-------- 出典

終戦後、軍隊はなくなりそもそも「徴兵忌避」は罪ではなくなった。その後は町医者の父親の友人である大学の理事の口利きで大学の事務員として働いている。その理事の紹介で、40歳近くで20歳下の妻の陽子を紹介してもらい、昇格の内定も仄めかされた。目立たないように暮らしてきた。しかしこの昇格に反発する者もいるようだ。戦後20年経った今になり、浜田の過去が雑誌に掲載され、学内で取り沙汰されるようになる。

小説の語りは、戦後20年たち40代の浜田が、徴兵忌避者として20歳から25歳に変名の『杉浦健次』で過ごした日々を連想してゆく、時系列の入り混じった意識の流れのような書き方になっている。現在の浜田が東京でバスに乗ると、20歳の頃に地方都市回りでバスに乗ったことを思い出すというような、浜田の意識がごく自然に移り変わってゆく様子は漂うようだ。

現在の浜田は目立たないように暮らしている。当時の徴兵忌避も断固たる反骨精神などとも違い、揶揄されるような死ぬことが怖かっただけでもなく(むしろ人を殺すことが嫌だったのだ)、学生活動家たちの言うような右翼への反対の意思表明でもない。
それならなぜなのか。町医者の父の長男として生まれて、学生の頃から心に抱いていた思い。
 戦争そのものへの反対、この戦争への反対、軍隊そのものへの反対、この軍隊への反対。
友人は<戦争なんて、なぜあるのかな?いくら考えても、おれには分からねえや P270> <結局、国家というものがあるから、いけないんだな P350>といいながら、自殺したり戦争に行ったりした。
 それなら自分は忌避者になるしかないだろう。
そのために町医者の息子でインテリ学歴の自分が、学歴を捨て、職を捨て、憲兵のいない小さな町を巡りラジオや時計の修理や砂絵の香具師暮らしをしてきた。皆が囁くように家から金を持ち出したりしたわけではない。

----------------
-------- 提供データ

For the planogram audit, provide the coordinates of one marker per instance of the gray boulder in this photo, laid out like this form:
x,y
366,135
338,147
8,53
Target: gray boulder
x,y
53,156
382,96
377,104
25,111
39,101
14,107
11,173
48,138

----------------

- **課題一覧**
1. 上のレコードの全行を、一字一句変えずに抜き出してもらえますか。
2. 徴兵忌避者の浜田を描いた小説についての文章を、最後の文の後から書き継いでもらえますか。
本文とレコードは、それぞれ別の出どころから取られたものです。

- **実習の結果**
1.
For the planogram audit, provide the coordinates of one marker per instance of the gray boulder in this photo, laid out like this form:
x,y
366,135
338,147
8,53
Target: gray boulder
x,y
53,156
382,96
377,104
25,111
39,101
14,107
11,173
48,138

2.
そして阿貴子。砂絵師として年上の阿貴子と知り合った。阿貴子はすっかり砂絵師の女房としてともに旅をした。そして終戦前の1年は宇和島の阿貴子とその母親の家に転がり込んでいた、いわば男妾のようなものといわれたら反論はできないが。

終戦を迎えて、忌避も問題ではなくなり、今では20歳年下の美しい妻の陽子と暮らしている。だが意識の底には自分を許せない気持ちを持ち続けている。
 自分が徴兵忌避をしなければ、母は自殺しなかったのか、弟は軍隊で暴力を受けなかったのか。浜田の忌避を「罪ではない」という人たちも一言添えているではないか「だが自分は彼とは違ってちゃんと兵役を務めた」と。

藤原俊成女の和歌が浜田の目に留まる。
 『これもまた かりそめ臥しの ささ枕 一夜の夢の契ばかりに』
旅先の笹のかさかさする音が不安をそそる、やりきれない、不安な旅路。

浜田の忌避を怪しい雑誌に売り込んだのは、彼と昇格の役職を争う西英雄だった。陰口を叩いたり、チクったりという役回りだが、この西にも前線での体験がある。
西は酒に酔い南方戦線のことを幻想する。
 島に上陸した自分たちは、川に入ればワニに襲われ、アメリカ軍には補給を断たれ。アメリカ軍は、食料の入ったドラム缶を狙撃するんだ、癪だったねえ。何もこんなにしてまで弱い者いじめしなくたっていいじゃないか。
 酒。椰子の実の汁にジンを入れたカクテルを作って、おれなら『さらば戦友』って名付けるね、ああ、この名前がピンとこない奴らが増えて。『さらば戦友』
 少しの間ともに森を逃げたあのウスノロのお坊ちゃん。あいつの持ってた塩を半分もらっちまったが、あいつの死体をちゃんと埋めたんだからいいだろう。不思議だな、俺はこうして生きている。あいつを撃った機関銃の音。ピンピンピン、違うなトトトト、いやダダダダだったか、そしてあの地震みたいな爆発のデーン、いやゴアーン、そうだピカッドスゴアーンガガガガガ。あいつは死んで、いや違う、あいつの上に生えていた樹。あいつはウスノロだったから人間でいたら苦労しただろう、樹ならウスノロだって構わねえ、あいつは今、オラフ島のウスノロの樹になって生きているんだ、どんどん成長して、眩しい天に近づいて。樹だからあいつは生きている。達者で暮らせよ、ウスノロの樹。

忌避が取り沙汰された浜田は、昇格どころか左遷か退職かを仄めかされる。
ここで改めて浜田は自分を振り返る。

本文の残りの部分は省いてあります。